##### SUPPLIED DATA #####
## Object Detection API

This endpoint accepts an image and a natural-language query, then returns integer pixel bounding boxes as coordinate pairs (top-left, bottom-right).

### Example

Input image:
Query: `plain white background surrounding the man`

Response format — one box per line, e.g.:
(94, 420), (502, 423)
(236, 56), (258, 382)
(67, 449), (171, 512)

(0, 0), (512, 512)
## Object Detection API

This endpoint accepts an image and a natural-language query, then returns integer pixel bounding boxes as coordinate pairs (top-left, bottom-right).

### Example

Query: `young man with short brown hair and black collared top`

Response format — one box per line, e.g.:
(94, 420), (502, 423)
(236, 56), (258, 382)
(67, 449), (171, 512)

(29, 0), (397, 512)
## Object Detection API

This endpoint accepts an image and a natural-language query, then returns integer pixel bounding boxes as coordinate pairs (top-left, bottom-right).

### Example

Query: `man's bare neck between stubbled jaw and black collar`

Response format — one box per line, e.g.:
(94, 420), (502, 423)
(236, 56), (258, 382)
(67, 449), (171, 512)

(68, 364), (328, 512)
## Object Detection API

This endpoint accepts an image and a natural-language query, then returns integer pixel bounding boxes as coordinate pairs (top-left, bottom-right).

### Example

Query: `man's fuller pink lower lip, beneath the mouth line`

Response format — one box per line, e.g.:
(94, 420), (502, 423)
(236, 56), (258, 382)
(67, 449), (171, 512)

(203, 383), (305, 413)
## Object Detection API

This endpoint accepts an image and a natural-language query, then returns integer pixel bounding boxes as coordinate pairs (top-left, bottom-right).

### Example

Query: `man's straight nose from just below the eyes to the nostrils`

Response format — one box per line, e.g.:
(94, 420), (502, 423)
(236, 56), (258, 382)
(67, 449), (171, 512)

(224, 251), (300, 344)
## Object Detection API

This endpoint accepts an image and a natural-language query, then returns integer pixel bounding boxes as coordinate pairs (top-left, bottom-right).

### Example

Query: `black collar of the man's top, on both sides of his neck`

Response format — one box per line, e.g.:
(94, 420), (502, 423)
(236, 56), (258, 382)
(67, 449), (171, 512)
#####
### EXERCISE BRIEF
Pull out each line of the entries that contains "neck".

### RESULT FOR THIS TASK
Query: `man's bare neck between stubbled jaw and black collar`
Query: `black collar of the man's top, on both sides of his neck`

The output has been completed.